■ Source text ■
Eye WeeklyJANUARY 30, 2008 - by Dave Morris


"Lydia [Lunch] and I agreed that it should be the equivalent of rough sex, a good cold hard hate-fuck."

To hear Teenage Jesus & The Jerks bassist Jim Sclavunos and others tell it in No Wave, Marc Masters' comprehensive book on the late-'70s/early-'80s NYC cultural movement, the no wavers wanted to bust into the music scene with little or no musical training, make the most aggressive, original and sometimes violent statement they could, then get out before the bodies hit the floor.

But although Sclavunos' provocations make it seem as though the target of original no wave band Teenage Jesus & The Jerks' violent lust was the audience at their shows, really he and his fellow no wavers wanted to ride roughshod over everything - the art world most of them came from, the media it fed off of, the then-dying city they lived in, even their own internal contradictions. Which in the late '70s, in the wake of 20th Century youth culture's total failure to make good on its promises to change the world, must have seemed attractive, at least in an obsessively purist art-school kind of way.

Masters, a prolific music writer for Pitchfork, The Wire and others, amasses a wealth of interviews and original press reviews of bands that until recently were just rumours circulating in collector fanzines and at used-record fairs; acts like Mars, Teenage Jesus and lesser-known groups such as Ut and the Gynecologists shattered and disappeared quickly, leaving behind only a handful of scabrous, abrasive recordings. One of the most illuminating observations in the book is that the No New York album apparently is more of an icon of the scene than it was a fair representation of it. When choosing bands for the compilation, producer Brian Eno ultimately passed over arty SoHo-based bands such as the composition oriented, Glenn Branca-led Theoretical Girls in favour of a Lower East Side-bound subset of the scene, represented by the likes of Arto Lindsay's rhythmically intricate DNA and James Chance's funky, discordant Contortions. Though admittedly, determining the degrees of artiness among no wave bands is like assessing the difference between fabric samples in "sea green" versus "office green."

■ Data supplied ■
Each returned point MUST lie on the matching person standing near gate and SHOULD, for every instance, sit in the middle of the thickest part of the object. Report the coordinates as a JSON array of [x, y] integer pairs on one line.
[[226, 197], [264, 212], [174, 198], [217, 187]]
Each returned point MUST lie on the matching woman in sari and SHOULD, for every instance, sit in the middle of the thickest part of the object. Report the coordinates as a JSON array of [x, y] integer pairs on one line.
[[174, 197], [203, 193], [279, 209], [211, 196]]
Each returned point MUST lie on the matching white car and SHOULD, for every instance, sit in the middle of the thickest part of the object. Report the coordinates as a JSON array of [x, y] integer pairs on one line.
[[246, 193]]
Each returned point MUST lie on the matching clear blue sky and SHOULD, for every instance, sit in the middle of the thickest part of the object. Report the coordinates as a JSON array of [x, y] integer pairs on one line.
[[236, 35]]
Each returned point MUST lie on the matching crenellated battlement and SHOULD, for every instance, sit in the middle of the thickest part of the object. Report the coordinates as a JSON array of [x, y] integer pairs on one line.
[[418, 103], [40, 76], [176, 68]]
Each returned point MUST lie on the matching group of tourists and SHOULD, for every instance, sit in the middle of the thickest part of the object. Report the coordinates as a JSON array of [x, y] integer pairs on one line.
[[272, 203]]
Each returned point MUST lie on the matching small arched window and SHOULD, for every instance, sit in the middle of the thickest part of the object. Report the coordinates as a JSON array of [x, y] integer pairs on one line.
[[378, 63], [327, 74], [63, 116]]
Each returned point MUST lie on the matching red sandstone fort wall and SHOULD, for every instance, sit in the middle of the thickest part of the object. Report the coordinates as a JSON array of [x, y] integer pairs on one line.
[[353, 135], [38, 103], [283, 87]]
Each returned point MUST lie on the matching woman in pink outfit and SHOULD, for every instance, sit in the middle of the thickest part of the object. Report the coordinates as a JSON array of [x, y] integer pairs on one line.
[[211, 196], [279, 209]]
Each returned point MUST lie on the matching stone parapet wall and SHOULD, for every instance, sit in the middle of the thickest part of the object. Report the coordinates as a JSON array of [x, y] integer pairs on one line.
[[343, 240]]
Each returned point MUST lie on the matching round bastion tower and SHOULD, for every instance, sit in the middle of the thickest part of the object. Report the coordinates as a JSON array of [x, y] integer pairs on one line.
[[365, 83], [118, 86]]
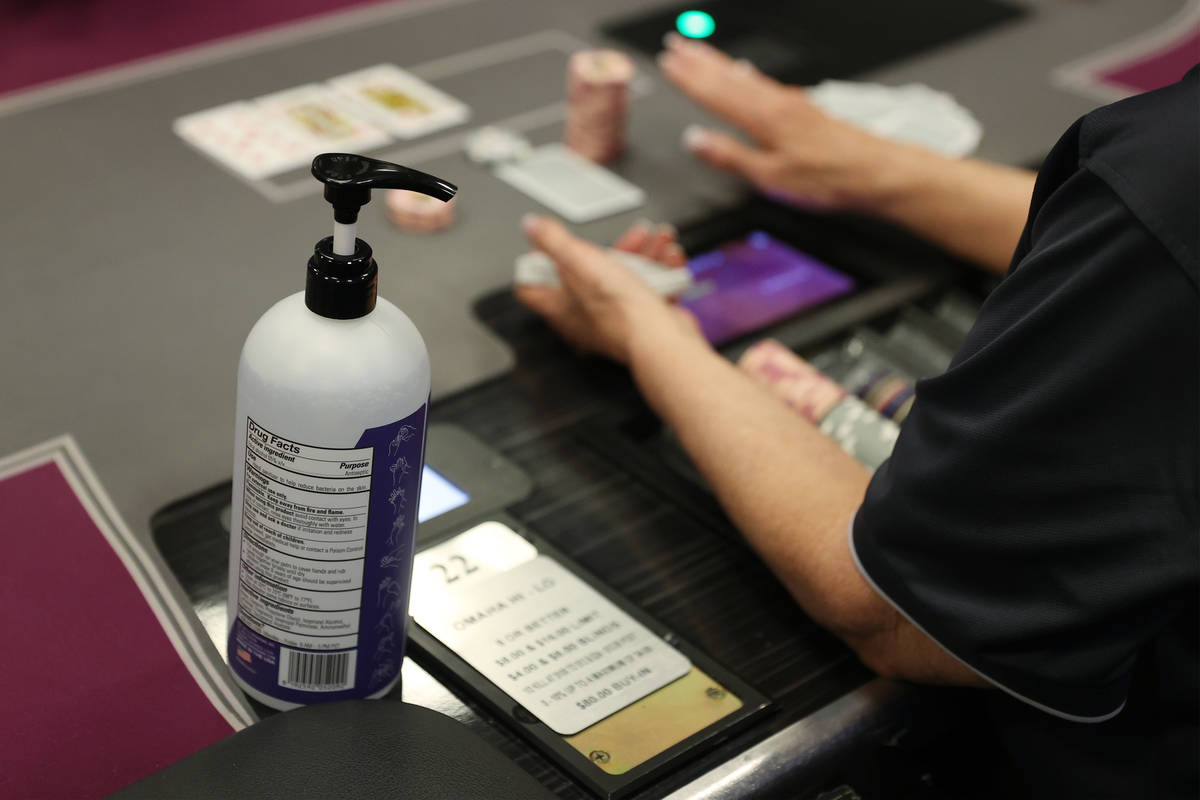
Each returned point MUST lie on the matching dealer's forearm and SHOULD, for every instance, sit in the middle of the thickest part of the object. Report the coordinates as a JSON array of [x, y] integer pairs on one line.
[[789, 488], [973, 209]]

■ Exercise objective ■
Retype the part of the No Wave book review starting at "But although Sclavunos'" and ending at "kind of way.". The data that comes next is separate material and has nothing to do with the text.

■ Output of the task ■
But although Sclavunos' provocations make it seem as though the target of original no wave band Teenage Jesus & The Jerks' violent lust was the audience at their shows, really he and his fellow no wavers wanted to ride roughshod over everything - the art world most of them came from, the media it fed off of, the then-dying city they lived in, even their own internal contradictions. Which in the late '70s, in the wake of 20th Century youth culture's total failure to make good on its promises to change the world, must have seemed attractive, at least in an obsessively purist art-school kind of way.